Sex & Society
A couple of days ago, in the middle of a late-night tampon run, I stumbled across a line of products under the name “Summer’s Eve.”
The shelves in front of me boasted an assortment of vaginal “cleansing” products, including douches, deodorants and travel-size cleansing pads. They came in an array of flirtatious artificial scents, like Sweet Romance and Island Splash.
Turns out, Summer’s Eve came under some pretty heavy criticism last year when they ran a series of commercials targeted at different racial groups. In these ads, talking hands meant to represent each woman’s “wonder down under” spoke in stereotyped white, black and Hispanic accents. These pseudo-vaginas demanded the care and attention they deserved, and encouraged their women to be “BFFs” with their lady-parts.

*WORK TO BE COMPLETED*
Copy everything from "Turns out, Summer’s" down to "with their lady-parts." in the Summer's Eve text, swapping "commercials" for "television spots".

*ENTRIES SHOWN*

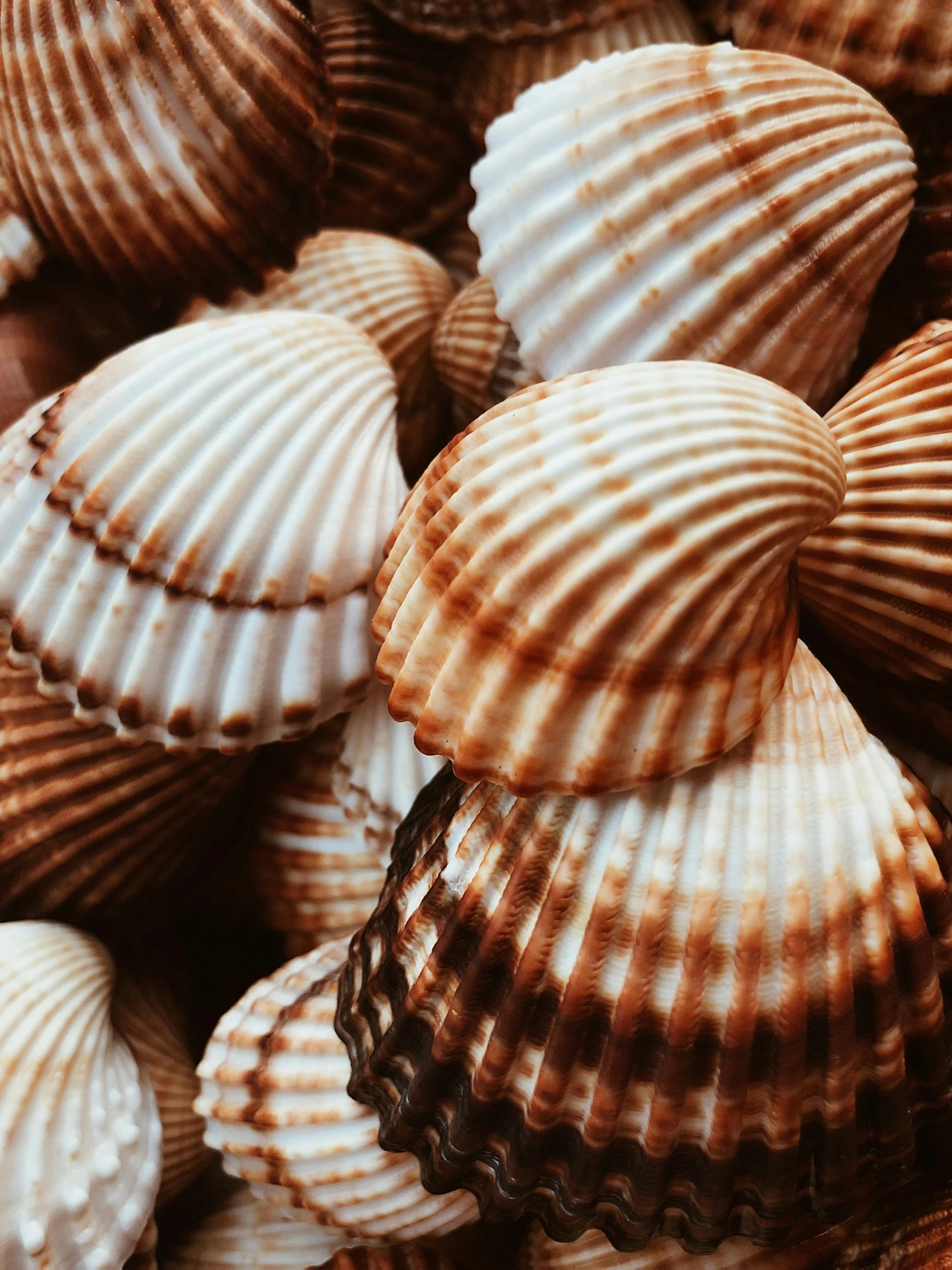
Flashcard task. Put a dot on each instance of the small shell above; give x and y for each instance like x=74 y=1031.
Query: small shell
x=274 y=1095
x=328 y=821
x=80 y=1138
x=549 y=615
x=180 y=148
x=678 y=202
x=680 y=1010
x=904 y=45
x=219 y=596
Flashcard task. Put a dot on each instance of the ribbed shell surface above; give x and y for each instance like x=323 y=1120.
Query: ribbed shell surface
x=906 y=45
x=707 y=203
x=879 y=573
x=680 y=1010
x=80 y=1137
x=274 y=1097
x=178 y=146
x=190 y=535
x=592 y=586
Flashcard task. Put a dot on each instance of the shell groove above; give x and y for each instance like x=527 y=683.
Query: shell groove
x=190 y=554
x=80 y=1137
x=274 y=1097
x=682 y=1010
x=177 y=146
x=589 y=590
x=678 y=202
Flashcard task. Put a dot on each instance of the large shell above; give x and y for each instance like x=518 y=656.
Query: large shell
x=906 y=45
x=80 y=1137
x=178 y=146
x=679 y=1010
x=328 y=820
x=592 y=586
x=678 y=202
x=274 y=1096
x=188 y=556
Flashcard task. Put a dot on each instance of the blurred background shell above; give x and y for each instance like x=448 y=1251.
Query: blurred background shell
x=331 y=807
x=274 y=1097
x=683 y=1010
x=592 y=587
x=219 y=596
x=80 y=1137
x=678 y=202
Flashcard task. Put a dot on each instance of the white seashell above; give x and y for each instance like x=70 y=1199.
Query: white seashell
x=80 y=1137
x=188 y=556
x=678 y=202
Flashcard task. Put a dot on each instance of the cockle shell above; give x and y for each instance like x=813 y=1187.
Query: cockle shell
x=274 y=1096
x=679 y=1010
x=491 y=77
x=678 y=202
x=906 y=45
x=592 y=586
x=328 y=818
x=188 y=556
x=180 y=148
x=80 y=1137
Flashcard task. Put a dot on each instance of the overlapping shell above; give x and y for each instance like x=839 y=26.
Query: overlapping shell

*WRITTEN REPLY*
Turns out, Summer’s Eve came under some pretty heavy criticism last year when they ran a series of television spots targeted at different racial groups. In these ads, talking hands meant to represent each woman’s “wonder down under” spoke in stereotyped white, black and Hispanic accents. These pseudo-vaginas demanded the care and attention they deserved, and encouraged their women to be “BFFs” with their lady-parts.